• [OBJECTIVE]
Quote all of the entries below word for word, leaving out the pictures.

• [DATA TO USE]
☆ ☆ ☆

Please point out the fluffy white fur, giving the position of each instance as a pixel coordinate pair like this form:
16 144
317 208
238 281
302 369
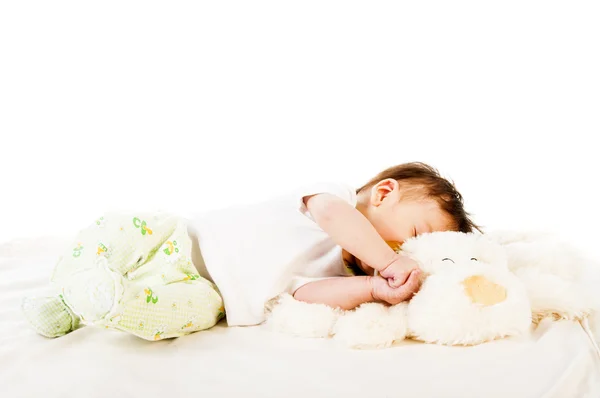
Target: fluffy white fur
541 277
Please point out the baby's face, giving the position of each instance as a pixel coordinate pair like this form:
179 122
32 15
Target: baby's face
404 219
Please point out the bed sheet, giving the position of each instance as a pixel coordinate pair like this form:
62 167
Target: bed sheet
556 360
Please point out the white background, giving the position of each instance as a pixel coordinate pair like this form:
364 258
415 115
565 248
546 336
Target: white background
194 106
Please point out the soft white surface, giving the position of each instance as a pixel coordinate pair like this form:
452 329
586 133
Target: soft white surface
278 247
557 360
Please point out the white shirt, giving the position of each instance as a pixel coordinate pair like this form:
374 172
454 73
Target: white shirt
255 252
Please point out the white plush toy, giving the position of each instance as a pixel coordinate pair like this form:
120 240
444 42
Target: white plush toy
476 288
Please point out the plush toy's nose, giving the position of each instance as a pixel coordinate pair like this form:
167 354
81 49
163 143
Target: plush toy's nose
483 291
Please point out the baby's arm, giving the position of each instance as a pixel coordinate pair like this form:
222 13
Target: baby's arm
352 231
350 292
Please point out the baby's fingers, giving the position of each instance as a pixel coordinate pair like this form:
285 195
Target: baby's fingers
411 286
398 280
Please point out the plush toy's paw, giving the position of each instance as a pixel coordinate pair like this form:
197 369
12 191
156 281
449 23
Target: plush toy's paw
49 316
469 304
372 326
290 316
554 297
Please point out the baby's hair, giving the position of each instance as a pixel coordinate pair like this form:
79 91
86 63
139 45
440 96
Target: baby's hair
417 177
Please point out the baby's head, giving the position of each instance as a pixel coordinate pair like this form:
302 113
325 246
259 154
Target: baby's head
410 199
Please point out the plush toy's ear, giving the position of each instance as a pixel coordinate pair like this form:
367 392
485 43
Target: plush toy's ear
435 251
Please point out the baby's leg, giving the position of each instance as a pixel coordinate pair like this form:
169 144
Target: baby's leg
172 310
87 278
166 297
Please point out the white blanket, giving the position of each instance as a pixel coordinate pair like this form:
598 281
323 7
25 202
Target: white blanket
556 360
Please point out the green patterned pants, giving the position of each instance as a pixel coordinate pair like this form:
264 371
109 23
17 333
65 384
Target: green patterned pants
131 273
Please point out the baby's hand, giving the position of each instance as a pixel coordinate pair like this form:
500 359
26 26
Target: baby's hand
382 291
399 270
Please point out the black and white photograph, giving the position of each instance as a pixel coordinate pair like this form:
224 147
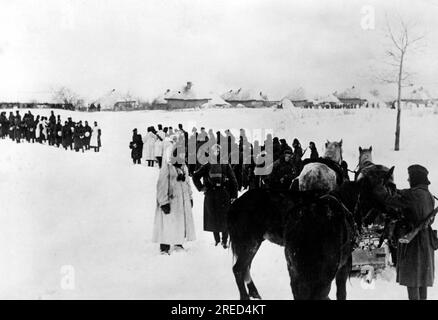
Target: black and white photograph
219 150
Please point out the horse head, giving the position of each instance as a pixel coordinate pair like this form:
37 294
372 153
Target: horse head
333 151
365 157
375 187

☆ ☆ ☆

• [WORKED SOLUTION]
Please point out the fluffy white fur, giving the position of each instance as a pixel coordinate pair like this form:
16 144
317 208
238 281
302 369
Target: fluffy white fur
541 277
Please point out the baby's face, giving the position of each instance as a pixel coordinate pair like this form:
179 122
32 15
Target: baby's face
404 219
Please point out the bed sheet, giving the position of each instance as a pixel coordinate pair like this form:
62 167
Target: bed sheet
556 360
Please point out the white background, giving the position of each instance as a pixel coordinate pair like this form:
364 258
415 115
565 248
546 336
Target: white background
194 106
Please point out the soft white surface, giving the position of each instance as a pixel coordinate pair like this form:
452 329
586 133
Target: soft white surface
278 247
557 360
Please point out the white shirt, giving the position of each instance as a pixel coordinate pair like this form:
374 172
454 73
Target: white shirt
255 252
Please point out the white plush toy, giving the position of each instance as a pixel coordinate pair like this form:
120 240
444 42
Target: white plush toy
476 288
Please point out the plush toy's nose, giving the position of each instance as a pixel coordinate pair like this form:
167 354
81 49
163 143
Target: plush toy's nose
483 291
Please point out the baby's arm, giving the position of each instance as a pixel coordinate pair like this form:
222 13
Target: baby's arm
352 231
350 292
Please point out the baby's fingers, giving the position of each instance as a pixel coordinate pair like this form:
285 195
Target: baby's fingers
411 286
398 280
Please point out the plush toy's paw, giving the position of each instance as a pixel coordinate pair like this form:
197 369
12 191
156 281
449 23
Target: plush toy's paw
49 316
469 304
372 326
290 316
554 297
Please point out the baby's hair, giving the position of each instance as a pixel coordinate pair like this form:
79 91
86 63
139 45
440 96
Target: baby's hair
417 177
Please point out the baby's head, giving the position of each instance as a pixel coordinate pair like this form:
302 113
325 246
259 154
Target: baby's head
410 199
Please point out the plush toy's ear, giving the position of each instance as a pixel coordinate pair like this form:
367 392
485 43
Target: plush toy's ear
435 251
Please point out the baby's leg, giving the position of each instance as a pixel coordinate pair like this form:
169 144
Target: baby's leg
172 310
87 278
166 297
Please point out the white blanket, giving the position of each instance as a pixel coordinate pair like this form:
598 281
323 7
25 202
Target: white blanket
556 360
Please point out the green patterned pants, giving the position of each instance as a pixel coordinate pair like this form:
264 371
109 23
17 333
65 384
Target: green patterned pants
131 273
Please point out the baby's hand, giving the position of each instance as a pixel coordinate pair like this form:
500 359
26 26
Target: baby's hand
382 291
399 270
Please point out the black and white photograph, giving the position of each instance as a pixel coordinate pair like this form:
224 147
Target: black and white photograph
219 150
Please point out the horse head, giving the position of each instance as a pixel coordinate pair like this form:
37 294
372 153
Target: horse head
333 151
365 157
375 187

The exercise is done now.